**TEXT PASSAGE:**

◇ ◇ ◇

65bit integer math

I have a test case(attached as fc_long.ll) that when run through the optimizer produces 65bit integer math(fc_long-opt.ll).

Now I understand that llvm can have any length integer, but I consider turning a 64bit mul into multiple 65 bit instructions to be a ‘bad’ optimization. This eventually expands to a 128bit multiply call(__multi3) which I have absolutely no interest in supporting. So I’m wondering what optimization might be the culprit here so I can disable it in this situation.

Micah

fc_long.ll (3.22 KB)

fc_long-opt.ll (2.22 KB)

I'm pretty sure this is the fault of one of the loop passes (I forget
which one off the top of my head). It's worth noting that the
optimizer manages to eliminate the loop; computing the exit value of
one of the loop variables uses the wide multiply.

-Eli

It's -indvars. I ran mem2reg, instcombine, and simplifycfg on your
input and got the attached file. I thought I could add "nuw nsw" to
the arithmetic inside the loop to say that i65 is unnecessary, but
that doesn't cause indvars to leave the arithmetic at i64. Is that a
bug in indvars, or in SCEV, or is this just a natural limitation of
SCEV?

fc_long.ll (1.56 KB)

It's a limitation of SCEV; the relevant function is
SCEVAddRecExpr::evaluateAtIteration in ScalarEvolution.cpp.

-Eli

I haven't looked at your attached .ll, but I have added code to the loop analyser to make it do this. Given the choice between not analysing loop evolutions and growing arithmetic by an extra bit, it will expand the arithmetic. It's in SCEV, which is used by pretty much every loop optimizer.

Nick

Villmow, Micah wrote:

It's SCEV. I have this very bit of code disabled in our tree for exactly the
reasons Micah gives. Check out BinomialCoefficient is ScalarEvolution.cpp.

Here's the big hack we put in, which is just the code that used to be there
in 2.3:

  // We need at least W + T bits for the multiplication step
  // FIXME: A temporary hack; we round up the bitwidths
  // to the nearest power of 2 to be nice to the code generator.

◇ ◇ ◇

Entries for bounding-box labeling:
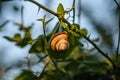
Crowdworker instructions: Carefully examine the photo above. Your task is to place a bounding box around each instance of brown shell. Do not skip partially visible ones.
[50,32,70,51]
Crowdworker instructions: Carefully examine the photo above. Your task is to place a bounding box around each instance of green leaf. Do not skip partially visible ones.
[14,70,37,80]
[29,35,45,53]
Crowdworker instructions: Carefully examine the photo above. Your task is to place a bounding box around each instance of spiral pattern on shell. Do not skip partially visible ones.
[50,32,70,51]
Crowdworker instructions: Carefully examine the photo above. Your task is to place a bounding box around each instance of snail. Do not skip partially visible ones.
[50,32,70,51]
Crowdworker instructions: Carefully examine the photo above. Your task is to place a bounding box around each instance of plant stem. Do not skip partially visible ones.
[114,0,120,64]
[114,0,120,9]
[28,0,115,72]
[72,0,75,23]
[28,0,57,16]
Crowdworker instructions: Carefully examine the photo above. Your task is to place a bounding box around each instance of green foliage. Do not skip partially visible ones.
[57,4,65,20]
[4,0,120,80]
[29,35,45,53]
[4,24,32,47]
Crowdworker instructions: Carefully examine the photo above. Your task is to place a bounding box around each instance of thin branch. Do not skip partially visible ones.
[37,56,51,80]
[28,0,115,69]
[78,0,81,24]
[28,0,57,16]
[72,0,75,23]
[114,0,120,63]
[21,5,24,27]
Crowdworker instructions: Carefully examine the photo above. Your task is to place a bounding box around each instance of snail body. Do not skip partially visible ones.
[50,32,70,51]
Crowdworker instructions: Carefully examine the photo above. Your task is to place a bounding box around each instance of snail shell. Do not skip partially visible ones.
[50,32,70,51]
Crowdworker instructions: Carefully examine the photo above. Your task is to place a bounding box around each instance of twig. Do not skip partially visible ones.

◇ ◇ ◇

**PROBLEM REQUIREMENTS:** In the forum thread on 65-bit integer math, why does the first poster consider turning a 64-bit multiply into 65-bit instructions a bad optimization? Answer in one to three sentences. You won't need the entries for this work.

**FINAL ANSWER:** The 65-bit arithmetic eventually expands to a 128-bit multiply call (__multi3), which the poster has absolutely no interest in supporting.